- **Referring expression data**:
+ + +

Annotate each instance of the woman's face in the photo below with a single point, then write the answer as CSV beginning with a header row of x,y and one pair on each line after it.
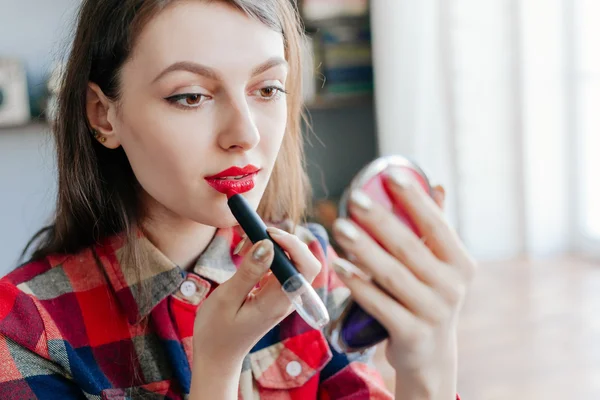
x,y
202,92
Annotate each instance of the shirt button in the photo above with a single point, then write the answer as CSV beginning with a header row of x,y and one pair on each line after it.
x,y
188,288
293,368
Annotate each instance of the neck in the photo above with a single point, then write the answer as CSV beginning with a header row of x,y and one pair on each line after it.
x,y
181,240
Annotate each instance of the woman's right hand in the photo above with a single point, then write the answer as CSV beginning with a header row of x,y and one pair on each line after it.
x,y
237,314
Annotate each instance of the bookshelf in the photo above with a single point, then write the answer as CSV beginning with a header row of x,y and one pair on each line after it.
x,y
338,70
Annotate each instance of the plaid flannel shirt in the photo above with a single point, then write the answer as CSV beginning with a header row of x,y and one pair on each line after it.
x,y
70,327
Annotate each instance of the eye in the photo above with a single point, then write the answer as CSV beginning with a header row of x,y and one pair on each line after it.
x,y
187,100
270,92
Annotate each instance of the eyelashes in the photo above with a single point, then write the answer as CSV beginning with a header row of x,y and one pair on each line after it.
x,y
189,101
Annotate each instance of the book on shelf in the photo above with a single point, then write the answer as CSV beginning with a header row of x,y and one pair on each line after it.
x,y
317,10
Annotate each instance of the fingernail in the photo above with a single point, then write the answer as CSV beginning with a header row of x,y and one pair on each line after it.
x,y
346,228
261,252
349,270
240,245
361,199
402,180
276,231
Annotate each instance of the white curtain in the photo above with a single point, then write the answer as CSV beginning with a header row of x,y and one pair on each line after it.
x,y
481,94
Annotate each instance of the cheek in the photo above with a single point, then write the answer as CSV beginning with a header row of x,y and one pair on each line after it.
x,y
273,128
163,151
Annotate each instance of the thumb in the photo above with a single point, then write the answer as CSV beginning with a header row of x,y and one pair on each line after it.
x,y
252,268
439,196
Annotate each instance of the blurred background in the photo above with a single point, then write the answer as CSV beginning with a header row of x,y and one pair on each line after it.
x,y
497,101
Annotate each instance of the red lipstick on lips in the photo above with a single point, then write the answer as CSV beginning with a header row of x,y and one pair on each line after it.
x,y
234,180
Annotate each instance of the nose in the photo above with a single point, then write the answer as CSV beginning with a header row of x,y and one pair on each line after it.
x,y
238,129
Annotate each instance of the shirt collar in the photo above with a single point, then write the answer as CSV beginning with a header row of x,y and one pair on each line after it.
x,y
139,291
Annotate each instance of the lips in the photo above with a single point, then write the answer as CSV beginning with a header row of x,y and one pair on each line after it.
x,y
234,180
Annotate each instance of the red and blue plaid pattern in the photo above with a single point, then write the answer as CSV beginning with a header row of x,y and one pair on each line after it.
x,y
76,326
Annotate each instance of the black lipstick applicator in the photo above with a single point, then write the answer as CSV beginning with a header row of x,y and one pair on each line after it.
x,y
301,293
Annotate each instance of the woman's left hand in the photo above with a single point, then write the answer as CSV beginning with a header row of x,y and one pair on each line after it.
x,y
414,287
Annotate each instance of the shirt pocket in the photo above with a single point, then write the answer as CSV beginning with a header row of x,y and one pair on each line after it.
x,y
151,391
292,362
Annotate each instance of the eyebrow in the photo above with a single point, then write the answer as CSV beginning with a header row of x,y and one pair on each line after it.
x,y
210,73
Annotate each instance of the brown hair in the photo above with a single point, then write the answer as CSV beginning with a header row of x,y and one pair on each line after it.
x,y
98,193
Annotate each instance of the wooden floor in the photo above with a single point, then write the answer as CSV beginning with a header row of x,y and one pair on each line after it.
x,y
530,331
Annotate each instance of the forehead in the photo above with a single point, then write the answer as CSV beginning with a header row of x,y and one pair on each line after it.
x,y
210,33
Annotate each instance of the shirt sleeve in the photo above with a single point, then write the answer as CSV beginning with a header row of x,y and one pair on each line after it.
x,y
347,376
26,368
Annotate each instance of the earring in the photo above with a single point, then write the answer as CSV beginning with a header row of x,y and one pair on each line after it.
x,y
97,136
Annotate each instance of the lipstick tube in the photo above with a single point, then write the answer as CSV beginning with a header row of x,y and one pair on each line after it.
x,y
298,290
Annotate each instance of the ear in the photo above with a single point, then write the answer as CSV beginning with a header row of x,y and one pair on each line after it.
x,y
99,110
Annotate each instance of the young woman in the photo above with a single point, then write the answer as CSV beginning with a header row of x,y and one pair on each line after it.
x,y
143,285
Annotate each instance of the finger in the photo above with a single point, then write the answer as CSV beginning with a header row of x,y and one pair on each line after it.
x,y
399,321
429,219
252,268
270,302
389,273
399,240
439,196
299,253
243,247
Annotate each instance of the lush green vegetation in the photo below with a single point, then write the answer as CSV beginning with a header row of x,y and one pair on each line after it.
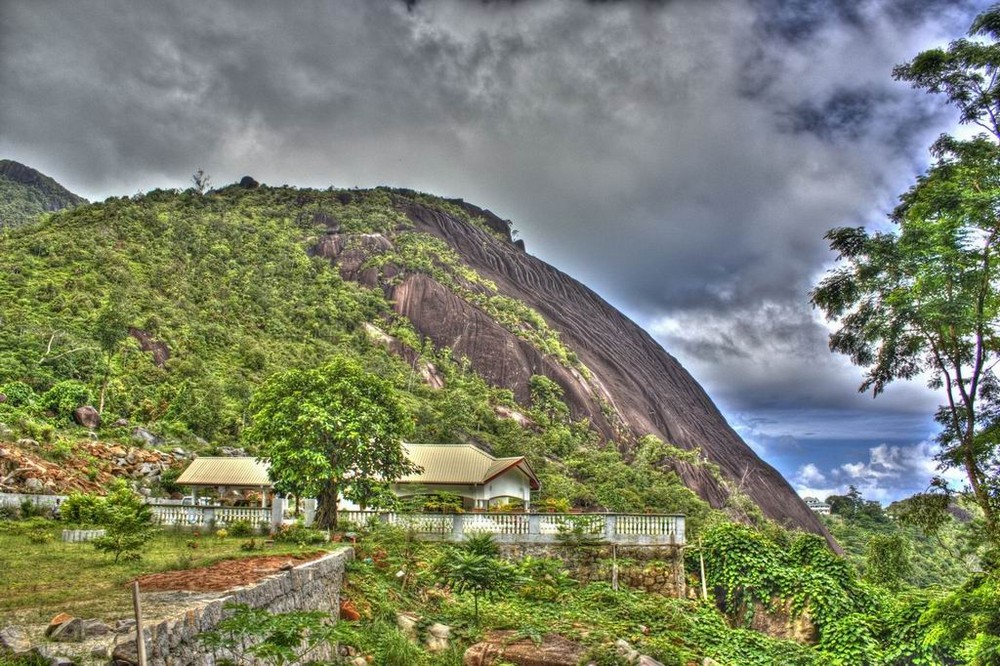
x,y
26,194
41,575
762,571
226,282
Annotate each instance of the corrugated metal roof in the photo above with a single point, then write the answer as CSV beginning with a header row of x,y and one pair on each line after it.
x,y
211,471
458,464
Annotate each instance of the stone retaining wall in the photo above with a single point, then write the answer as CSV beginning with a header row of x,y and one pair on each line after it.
x,y
311,586
658,569
15,499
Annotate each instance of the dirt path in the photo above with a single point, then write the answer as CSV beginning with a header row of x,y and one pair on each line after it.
x,y
224,575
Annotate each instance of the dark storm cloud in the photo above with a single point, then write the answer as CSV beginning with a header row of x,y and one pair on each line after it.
x,y
684,158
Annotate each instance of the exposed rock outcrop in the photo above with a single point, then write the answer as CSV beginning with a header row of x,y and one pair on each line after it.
x,y
635,387
500,647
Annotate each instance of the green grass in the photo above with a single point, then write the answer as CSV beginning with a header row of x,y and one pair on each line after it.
x,y
41,576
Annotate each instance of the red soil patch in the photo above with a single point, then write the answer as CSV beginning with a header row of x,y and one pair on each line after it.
x,y
223,575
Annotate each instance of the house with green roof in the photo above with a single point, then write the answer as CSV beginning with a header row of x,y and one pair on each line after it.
x,y
466,470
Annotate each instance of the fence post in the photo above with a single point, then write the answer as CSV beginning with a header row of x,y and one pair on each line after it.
x,y
534,524
309,508
277,511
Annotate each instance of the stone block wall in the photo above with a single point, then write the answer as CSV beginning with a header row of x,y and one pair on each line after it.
x,y
658,569
311,586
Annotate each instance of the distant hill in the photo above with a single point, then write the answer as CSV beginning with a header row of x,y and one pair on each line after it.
x,y
168,309
25,194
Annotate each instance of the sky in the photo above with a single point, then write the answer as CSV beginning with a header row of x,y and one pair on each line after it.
x,y
683,158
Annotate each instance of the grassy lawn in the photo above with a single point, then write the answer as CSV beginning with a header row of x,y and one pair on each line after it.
x,y
40,575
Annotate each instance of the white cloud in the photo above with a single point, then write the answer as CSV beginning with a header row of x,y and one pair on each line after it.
x,y
810,474
889,474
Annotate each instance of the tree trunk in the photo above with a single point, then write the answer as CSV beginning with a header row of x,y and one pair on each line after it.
x,y
326,512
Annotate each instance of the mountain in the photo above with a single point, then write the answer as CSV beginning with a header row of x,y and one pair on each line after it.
x,y
26,193
171,307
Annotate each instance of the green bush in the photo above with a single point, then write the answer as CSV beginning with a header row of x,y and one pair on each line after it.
x,y
19,395
127,521
63,398
83,509
240,528
300,535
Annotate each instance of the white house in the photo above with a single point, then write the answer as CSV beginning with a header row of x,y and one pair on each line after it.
x,y
481,480
819,506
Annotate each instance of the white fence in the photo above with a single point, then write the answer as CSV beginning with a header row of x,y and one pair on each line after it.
x,y
209,516
619,528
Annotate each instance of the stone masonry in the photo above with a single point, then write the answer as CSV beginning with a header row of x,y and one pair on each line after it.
x,y
658,569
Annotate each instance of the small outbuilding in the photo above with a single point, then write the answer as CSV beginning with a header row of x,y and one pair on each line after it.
x,y
226,474
466,470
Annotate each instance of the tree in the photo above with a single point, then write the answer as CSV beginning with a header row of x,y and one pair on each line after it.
x,y
475,567
320,427
925,297
202,181
127,521
110,331
887,559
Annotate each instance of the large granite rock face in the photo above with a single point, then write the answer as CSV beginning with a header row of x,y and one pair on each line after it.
x,y
646,388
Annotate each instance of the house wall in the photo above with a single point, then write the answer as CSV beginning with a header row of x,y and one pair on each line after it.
x,y
512,483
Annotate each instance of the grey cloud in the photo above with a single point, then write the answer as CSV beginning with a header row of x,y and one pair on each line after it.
x,y
684,158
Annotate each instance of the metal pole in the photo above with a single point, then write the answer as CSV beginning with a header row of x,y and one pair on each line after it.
x,y
701,561
140,641
614,567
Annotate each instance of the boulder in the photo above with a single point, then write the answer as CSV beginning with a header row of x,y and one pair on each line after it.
x,y
438,636
57,621
126,652
779,622
408,625
348,611
87,416
14,640
73,631
145,437
626,651
94,628
495,647
49,653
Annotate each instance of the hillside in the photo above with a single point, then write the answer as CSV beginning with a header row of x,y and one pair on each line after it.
x,y
25,194
171,307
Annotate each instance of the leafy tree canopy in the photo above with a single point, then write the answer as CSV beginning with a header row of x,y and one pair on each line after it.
x,y
325,428
924,297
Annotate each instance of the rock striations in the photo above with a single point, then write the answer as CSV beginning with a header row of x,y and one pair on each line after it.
x,y
634,386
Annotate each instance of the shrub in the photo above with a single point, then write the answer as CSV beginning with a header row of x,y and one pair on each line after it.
x,y
83,509
256,635
300,535
240,528
127,523
65,397
19,395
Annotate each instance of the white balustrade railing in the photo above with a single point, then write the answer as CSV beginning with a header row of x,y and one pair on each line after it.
x,y
620,528
209,516
636,529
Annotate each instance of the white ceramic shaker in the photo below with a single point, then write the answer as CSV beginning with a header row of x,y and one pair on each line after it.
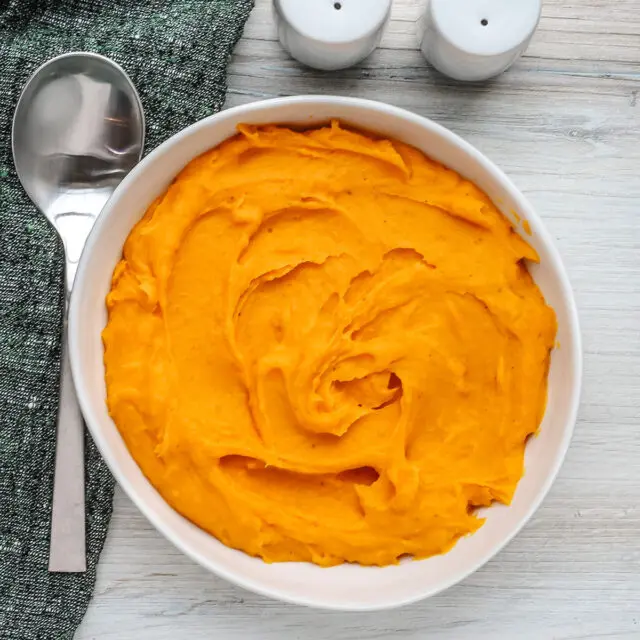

+ + +

- **Exercise directions**:
Reproduce the lines above, exactly and exclusively, from the line containing "Annotate each instance of the rock" down to the last line, both included; pictures are not part of the copy.

- **Answer section**:
Annotate each instance of the rock striations in the photo above with a single point, then write the answer as CSV beginning with a header row of x,y and one pair on each line after it.
x,y
634,386
Annotate each instance of the shrub in the photo above with a single point, then write the answer as CSV beginning with a header row of x,y and one pair on each line after it.
x,y
83,509
256,635
300,535
240,528
127,523
65,397
19,395
Annotate each instance of the white balustrade railing in the photo above with a single point, then write the answer as CSV beginning with a header row of x,y and one pair on each line after it.
x,y
620,528
209,516
636,529
Annotate each instance of the white ceramic shaker in the photo below with a single point, then write the answer as CSV beginning with a header row of x,y and one pair on each line after it.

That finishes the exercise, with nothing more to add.